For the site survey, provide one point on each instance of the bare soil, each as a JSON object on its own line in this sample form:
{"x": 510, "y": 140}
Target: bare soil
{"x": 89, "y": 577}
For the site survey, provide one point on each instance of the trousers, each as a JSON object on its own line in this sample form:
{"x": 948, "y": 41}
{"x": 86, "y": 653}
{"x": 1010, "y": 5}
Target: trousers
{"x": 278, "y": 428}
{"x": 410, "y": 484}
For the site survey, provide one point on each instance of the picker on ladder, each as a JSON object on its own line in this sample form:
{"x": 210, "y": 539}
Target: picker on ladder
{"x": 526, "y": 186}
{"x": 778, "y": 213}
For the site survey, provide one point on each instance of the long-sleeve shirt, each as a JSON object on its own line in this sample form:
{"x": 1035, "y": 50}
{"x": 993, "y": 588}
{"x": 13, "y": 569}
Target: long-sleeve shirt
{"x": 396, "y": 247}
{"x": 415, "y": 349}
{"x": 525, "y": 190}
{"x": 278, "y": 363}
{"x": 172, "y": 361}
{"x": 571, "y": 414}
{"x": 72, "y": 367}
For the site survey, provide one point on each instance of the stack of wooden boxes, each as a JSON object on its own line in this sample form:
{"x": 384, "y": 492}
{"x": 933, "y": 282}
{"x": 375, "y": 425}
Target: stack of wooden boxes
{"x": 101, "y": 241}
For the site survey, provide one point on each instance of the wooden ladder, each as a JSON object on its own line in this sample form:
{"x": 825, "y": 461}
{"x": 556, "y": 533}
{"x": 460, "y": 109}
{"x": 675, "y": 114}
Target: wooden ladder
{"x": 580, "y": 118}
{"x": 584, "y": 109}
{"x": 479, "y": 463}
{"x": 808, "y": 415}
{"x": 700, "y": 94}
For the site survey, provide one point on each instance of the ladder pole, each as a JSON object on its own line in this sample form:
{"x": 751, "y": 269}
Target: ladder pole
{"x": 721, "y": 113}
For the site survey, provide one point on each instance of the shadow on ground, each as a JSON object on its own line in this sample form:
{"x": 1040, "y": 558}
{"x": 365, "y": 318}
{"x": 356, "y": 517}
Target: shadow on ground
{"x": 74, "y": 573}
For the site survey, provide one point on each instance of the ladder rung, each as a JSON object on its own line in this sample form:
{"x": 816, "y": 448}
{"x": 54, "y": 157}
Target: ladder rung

*Work to be completed:*
Counting only the lines that include "rung", state how many there are in the entries, and nothing else.

*Result for this task:*
2